Repeat exactly the lines of the entries below from the one with "column 620, row 127" through the one with "column 635, row 420", both ends included, and nothing else.

Data entries
------------------------------------

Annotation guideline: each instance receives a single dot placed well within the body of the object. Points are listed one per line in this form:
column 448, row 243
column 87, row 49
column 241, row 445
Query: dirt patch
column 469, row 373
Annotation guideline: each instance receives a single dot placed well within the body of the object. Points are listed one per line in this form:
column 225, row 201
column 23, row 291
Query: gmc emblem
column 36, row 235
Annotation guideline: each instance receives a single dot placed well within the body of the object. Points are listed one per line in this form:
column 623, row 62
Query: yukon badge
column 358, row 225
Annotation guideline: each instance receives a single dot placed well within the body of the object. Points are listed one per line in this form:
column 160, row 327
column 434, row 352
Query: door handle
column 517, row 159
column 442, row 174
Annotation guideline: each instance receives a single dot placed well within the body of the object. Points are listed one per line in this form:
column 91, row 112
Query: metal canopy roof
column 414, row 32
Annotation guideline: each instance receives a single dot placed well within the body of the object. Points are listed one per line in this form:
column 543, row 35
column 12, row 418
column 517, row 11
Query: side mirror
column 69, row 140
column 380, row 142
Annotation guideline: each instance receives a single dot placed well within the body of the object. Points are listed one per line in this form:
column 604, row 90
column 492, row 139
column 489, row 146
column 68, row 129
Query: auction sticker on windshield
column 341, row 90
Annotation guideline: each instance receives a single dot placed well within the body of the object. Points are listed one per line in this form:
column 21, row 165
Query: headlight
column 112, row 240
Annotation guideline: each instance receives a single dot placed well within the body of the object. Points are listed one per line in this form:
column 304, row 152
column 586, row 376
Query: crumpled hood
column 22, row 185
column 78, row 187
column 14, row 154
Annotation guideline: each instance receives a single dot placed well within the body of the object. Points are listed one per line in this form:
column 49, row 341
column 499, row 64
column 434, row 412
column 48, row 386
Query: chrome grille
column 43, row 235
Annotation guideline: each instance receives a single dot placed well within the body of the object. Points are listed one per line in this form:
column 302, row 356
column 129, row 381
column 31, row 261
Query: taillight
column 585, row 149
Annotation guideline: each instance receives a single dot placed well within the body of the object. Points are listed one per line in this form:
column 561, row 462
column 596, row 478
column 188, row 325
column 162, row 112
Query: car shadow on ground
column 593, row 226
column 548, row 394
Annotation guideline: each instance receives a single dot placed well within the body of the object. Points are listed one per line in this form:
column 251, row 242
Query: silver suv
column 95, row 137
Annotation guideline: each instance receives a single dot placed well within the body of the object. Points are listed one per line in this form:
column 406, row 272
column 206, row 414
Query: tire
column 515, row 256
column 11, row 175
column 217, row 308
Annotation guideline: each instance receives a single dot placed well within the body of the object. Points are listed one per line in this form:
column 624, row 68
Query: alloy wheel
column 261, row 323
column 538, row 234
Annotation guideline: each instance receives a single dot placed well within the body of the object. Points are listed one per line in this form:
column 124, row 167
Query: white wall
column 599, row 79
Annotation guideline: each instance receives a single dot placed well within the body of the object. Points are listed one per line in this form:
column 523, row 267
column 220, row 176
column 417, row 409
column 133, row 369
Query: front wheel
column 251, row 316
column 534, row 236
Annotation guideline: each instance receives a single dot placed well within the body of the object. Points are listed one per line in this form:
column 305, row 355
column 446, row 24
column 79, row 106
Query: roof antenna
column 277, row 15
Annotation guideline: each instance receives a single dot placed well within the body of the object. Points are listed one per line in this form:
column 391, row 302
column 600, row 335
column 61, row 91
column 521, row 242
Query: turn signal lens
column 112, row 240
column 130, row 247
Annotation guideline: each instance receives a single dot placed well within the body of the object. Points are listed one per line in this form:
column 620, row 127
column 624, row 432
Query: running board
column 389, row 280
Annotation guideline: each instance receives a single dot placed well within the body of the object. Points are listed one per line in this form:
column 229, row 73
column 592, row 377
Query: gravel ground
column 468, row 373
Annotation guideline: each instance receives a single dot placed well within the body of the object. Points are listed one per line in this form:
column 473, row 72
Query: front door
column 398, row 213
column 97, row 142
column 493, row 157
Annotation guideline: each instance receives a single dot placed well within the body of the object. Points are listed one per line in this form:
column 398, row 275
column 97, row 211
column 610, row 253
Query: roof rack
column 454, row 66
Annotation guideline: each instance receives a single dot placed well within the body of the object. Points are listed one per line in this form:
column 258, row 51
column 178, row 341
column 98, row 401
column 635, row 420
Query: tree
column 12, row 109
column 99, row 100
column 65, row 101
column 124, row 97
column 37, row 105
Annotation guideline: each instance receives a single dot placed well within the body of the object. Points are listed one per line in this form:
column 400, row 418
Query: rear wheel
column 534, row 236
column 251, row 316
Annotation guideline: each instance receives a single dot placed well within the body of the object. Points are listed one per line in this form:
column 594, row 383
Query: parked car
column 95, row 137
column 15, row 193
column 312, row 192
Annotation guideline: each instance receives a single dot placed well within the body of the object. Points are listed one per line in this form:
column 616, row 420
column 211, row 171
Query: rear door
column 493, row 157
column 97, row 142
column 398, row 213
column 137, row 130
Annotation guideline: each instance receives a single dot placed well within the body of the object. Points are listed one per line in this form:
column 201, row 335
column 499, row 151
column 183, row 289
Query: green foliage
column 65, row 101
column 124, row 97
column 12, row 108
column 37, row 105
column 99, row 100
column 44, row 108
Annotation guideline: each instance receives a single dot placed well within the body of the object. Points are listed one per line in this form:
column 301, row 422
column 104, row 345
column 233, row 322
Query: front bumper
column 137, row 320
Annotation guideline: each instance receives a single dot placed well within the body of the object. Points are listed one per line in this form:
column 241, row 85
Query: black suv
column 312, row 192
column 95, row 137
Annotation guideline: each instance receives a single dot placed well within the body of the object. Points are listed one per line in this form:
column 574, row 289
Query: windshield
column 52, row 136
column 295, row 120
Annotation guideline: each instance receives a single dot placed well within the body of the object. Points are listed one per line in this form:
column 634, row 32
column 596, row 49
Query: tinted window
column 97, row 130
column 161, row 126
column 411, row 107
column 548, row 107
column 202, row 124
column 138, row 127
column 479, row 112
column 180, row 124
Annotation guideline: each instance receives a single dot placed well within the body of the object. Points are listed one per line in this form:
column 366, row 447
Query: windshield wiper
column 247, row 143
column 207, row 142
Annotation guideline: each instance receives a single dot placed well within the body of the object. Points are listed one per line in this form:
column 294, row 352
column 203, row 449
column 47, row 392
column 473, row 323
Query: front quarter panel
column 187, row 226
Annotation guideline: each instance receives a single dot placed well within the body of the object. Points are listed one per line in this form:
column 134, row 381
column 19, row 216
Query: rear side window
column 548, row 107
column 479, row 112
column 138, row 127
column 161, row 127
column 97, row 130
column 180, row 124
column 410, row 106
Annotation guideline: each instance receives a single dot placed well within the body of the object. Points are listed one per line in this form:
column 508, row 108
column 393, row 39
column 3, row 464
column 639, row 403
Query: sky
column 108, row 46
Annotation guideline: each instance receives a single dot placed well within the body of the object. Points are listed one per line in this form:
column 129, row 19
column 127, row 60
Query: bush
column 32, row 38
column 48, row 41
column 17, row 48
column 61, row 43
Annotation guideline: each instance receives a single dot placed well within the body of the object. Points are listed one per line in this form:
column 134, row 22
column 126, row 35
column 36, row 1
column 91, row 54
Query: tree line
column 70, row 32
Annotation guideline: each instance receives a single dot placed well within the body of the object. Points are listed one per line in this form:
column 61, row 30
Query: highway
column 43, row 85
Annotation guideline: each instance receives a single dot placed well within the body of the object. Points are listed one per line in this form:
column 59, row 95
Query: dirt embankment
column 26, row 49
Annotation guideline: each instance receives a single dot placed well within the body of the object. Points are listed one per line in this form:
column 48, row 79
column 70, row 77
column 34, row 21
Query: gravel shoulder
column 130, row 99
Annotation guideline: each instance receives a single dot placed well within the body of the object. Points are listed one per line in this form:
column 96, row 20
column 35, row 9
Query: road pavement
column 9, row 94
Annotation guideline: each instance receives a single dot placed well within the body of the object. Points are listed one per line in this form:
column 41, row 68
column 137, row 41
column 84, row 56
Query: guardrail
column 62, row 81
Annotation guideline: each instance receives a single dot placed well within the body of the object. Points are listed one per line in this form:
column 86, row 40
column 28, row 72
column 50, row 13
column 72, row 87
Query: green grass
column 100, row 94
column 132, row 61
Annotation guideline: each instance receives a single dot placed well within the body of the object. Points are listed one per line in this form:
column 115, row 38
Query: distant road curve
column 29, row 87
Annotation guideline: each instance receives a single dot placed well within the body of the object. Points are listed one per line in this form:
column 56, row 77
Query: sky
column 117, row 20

------------------------------------

▸ WRITTEN ANSWER
column 620, row 127
column 624, row 432
Query: running board
column 389, row 280
Annotation guideline: each instance receives a single dot placed well within the body of the object. Points are listed one per line in this form:
column 229, row 73
column 592, row 377
Query: gravel ground
column 468, row 373
Annotation guideline: each instance receives a single dot placed well within the body of the object. Points are listed one per line in this form:
column 473, row 72
Query: front door
column 398, row 213
column 97, row 142
column 493, row 157
Annotation guideline: each instance receives a single dot placed well within the body of the object. Points are listed one per line in this form:
column 398, row 275
column 97, row 211
column 610, row 253
Query: roof rack
column 454, row 66
Annotation guideline: each instance receives a single dot placed well within the body of the object. Points are listed one per line in this form:
column 258, row 51
column 178, row 341
column 98, row 401
column 635, row 420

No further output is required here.